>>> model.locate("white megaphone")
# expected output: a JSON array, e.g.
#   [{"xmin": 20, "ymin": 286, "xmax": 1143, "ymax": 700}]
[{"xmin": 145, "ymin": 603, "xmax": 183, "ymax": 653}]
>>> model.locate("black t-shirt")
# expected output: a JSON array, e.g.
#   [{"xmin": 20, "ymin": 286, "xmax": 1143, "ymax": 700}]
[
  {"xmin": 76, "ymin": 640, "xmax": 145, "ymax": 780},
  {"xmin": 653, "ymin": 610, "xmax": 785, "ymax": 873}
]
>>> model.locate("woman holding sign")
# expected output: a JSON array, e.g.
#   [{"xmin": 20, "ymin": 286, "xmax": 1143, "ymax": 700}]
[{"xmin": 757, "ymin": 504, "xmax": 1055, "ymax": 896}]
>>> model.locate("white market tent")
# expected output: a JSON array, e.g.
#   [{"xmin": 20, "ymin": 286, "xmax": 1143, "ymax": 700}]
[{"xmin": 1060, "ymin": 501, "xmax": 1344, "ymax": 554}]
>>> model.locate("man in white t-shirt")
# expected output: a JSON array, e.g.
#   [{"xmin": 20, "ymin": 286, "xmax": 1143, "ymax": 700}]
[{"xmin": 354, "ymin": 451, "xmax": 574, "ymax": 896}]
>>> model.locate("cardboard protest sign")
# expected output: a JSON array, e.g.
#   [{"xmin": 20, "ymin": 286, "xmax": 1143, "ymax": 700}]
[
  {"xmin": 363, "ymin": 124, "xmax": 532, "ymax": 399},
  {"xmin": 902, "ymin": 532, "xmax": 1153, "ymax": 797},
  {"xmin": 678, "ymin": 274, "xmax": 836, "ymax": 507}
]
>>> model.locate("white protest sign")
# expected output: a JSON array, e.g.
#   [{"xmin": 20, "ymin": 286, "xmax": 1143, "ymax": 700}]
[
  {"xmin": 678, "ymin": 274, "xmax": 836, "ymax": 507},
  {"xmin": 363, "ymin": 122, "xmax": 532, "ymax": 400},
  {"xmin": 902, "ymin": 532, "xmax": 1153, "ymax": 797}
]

The request -> Please count the lines in the items above that contain the string "locate" and reply with only that number.

Exercise answer -> 7